Entries taken from a collection:
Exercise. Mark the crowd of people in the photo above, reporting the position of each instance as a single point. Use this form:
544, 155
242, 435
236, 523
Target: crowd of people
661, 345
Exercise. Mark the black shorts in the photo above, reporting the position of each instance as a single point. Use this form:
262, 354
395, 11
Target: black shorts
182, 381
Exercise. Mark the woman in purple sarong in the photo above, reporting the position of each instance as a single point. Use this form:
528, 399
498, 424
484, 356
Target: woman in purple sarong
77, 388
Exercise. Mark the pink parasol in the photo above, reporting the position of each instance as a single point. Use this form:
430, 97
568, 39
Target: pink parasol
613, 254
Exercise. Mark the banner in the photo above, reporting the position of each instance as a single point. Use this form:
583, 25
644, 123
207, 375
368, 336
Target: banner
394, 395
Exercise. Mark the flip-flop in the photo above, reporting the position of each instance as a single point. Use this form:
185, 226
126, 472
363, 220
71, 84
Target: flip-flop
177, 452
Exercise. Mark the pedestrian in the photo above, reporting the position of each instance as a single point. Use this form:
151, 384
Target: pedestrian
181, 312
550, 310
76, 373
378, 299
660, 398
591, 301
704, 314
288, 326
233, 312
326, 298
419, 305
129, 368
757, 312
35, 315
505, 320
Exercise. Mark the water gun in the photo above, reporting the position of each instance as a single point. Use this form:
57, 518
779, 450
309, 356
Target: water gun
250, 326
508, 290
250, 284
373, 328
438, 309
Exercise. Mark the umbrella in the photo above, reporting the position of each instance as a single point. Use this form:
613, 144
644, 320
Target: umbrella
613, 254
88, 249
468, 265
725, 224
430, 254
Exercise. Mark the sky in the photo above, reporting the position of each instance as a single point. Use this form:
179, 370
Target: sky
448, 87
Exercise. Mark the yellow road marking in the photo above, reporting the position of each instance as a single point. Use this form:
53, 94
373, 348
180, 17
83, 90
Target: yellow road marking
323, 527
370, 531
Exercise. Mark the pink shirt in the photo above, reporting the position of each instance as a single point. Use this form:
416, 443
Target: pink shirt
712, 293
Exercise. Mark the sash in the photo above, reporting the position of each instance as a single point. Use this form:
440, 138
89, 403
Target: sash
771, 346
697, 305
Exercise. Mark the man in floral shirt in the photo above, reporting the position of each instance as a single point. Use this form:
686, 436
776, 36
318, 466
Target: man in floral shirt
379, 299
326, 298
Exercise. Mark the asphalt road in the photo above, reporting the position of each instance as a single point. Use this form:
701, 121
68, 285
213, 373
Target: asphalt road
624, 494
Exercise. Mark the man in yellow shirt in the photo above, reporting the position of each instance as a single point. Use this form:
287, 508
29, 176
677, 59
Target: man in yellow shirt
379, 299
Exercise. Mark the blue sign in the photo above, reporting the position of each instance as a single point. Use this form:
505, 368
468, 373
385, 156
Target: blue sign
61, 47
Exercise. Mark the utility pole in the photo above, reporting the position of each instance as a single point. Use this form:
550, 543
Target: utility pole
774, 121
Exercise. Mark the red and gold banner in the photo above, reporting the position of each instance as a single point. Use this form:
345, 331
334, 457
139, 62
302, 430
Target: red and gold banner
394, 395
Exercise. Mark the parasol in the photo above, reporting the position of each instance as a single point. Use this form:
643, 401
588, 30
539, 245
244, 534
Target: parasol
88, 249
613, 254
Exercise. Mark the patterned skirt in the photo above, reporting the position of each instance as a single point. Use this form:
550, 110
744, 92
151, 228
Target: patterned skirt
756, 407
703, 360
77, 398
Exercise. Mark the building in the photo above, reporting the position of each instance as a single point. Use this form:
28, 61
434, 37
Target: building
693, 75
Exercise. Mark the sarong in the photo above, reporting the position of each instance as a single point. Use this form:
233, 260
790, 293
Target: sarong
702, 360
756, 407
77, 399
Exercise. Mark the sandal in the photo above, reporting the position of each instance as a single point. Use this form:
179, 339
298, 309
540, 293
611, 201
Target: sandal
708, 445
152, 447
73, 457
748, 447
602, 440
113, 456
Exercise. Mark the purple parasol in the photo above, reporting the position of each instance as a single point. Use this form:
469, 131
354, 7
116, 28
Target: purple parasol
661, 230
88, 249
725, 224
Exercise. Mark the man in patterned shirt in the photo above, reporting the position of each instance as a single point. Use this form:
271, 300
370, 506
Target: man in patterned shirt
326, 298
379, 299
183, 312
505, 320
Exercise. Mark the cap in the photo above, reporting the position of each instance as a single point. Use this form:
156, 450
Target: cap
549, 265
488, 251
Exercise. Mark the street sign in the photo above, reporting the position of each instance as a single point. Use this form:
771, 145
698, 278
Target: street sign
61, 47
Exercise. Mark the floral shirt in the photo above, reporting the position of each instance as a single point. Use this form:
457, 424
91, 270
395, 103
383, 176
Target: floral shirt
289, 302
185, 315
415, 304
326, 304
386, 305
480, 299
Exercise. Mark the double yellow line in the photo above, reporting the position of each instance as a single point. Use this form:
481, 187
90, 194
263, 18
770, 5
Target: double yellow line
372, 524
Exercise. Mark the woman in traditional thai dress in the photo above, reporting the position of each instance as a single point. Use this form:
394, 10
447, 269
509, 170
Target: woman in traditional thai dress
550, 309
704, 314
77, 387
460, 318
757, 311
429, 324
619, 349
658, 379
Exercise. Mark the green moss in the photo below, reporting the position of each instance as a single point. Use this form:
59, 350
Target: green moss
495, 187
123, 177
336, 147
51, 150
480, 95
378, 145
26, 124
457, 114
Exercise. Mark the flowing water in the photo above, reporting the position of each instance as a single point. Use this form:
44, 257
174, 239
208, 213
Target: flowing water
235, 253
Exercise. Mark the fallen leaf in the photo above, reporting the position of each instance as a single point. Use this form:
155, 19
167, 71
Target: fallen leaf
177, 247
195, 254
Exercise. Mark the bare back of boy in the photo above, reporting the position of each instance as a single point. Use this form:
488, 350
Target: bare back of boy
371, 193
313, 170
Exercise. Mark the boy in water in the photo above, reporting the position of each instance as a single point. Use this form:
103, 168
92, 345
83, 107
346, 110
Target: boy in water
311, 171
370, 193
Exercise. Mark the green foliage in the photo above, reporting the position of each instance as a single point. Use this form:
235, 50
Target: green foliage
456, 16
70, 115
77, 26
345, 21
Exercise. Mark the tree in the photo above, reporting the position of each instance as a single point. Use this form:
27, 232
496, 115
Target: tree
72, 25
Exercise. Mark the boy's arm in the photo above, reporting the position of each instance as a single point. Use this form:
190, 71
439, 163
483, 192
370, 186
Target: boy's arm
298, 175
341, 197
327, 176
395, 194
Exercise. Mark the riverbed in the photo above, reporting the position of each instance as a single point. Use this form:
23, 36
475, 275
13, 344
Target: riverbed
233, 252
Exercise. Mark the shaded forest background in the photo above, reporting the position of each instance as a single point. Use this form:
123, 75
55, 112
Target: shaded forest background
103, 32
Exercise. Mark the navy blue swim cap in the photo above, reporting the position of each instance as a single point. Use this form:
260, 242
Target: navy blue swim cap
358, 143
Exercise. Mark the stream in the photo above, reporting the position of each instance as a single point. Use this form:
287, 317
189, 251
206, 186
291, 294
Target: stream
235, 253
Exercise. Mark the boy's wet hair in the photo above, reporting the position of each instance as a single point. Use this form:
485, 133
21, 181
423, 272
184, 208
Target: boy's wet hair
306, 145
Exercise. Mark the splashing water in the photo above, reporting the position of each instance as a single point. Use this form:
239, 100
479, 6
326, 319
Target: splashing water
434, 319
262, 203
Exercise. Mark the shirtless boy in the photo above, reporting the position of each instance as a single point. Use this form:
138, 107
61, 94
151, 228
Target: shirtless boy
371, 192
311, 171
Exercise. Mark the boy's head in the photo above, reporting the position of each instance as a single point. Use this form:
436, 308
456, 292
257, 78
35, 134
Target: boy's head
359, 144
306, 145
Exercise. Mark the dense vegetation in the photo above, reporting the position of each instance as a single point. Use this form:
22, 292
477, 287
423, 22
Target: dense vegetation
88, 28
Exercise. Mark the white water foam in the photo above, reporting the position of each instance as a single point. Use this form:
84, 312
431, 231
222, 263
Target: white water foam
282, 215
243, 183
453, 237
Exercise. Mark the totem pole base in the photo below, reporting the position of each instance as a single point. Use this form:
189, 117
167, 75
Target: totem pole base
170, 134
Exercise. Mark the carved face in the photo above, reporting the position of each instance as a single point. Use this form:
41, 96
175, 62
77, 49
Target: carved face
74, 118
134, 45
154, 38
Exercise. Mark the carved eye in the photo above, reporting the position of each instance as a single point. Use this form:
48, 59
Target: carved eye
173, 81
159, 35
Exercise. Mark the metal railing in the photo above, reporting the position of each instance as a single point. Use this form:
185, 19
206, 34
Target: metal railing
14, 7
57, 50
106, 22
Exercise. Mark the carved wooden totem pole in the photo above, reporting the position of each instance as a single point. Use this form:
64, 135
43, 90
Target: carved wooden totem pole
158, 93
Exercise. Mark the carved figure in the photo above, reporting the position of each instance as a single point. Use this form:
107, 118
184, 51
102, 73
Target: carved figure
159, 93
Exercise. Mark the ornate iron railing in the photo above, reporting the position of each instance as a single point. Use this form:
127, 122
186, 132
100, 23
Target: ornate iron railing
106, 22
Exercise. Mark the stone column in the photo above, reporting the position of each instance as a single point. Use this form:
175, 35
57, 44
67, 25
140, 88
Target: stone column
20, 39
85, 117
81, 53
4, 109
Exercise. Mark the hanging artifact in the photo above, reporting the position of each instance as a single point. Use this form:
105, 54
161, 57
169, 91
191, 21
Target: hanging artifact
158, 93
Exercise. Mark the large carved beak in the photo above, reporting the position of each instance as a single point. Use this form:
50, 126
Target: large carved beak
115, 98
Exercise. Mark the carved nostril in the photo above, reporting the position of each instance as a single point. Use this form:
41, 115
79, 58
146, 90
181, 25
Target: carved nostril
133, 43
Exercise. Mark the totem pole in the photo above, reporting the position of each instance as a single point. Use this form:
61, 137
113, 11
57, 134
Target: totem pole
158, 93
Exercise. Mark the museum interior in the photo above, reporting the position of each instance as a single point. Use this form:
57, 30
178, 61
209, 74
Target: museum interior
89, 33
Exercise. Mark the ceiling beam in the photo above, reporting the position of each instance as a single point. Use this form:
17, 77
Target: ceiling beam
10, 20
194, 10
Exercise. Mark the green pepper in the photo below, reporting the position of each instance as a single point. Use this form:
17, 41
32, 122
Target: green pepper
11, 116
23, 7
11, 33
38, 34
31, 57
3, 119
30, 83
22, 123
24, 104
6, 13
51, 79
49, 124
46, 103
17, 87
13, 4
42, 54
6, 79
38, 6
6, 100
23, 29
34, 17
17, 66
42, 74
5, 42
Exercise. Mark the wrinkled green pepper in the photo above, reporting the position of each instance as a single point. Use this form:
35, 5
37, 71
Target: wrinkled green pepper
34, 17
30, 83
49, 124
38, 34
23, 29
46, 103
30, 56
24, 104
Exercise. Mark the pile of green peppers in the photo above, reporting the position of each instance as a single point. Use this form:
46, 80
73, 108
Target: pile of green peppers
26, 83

▶ _The exercise_
Quote verbatim the line containing "Exercise. Mark the green pepper" and every line after it through the end of the records above.

▶ _Output of the exercise_
Exercise. Mark the green pepper in the photo below, reporting the position of each instance as a single point. Use this form:
17, 41
32, 122
Target: green pepper
11, 116
23, 7
11, 33
38, 34
31, 57
3, 119
30, 83
22, 123
24, 104
6, 13
51, 79
49, 124
46, 103
17, 87
13, 4
42, 54
6, 79
38, 6
6, 100
23, 29
34, 17
17, 66
42, 74
5, 42
Exercise. Mark the wrinkled green pepper in the photo above, reporting the position of each instance as a single point. Use this form:
35, 5
37, 71
Target: wrinkled green pepper
34, 17
30, 83
49, 124
38, 34
23, 29
46, 103
30, 56
24, 104
Exercise. Mark the pile of green peppers in the photo above, reporting the position of each instance as a single point. Use this form:
46, 80
73, 108
Target: pile of green peppers
26, 83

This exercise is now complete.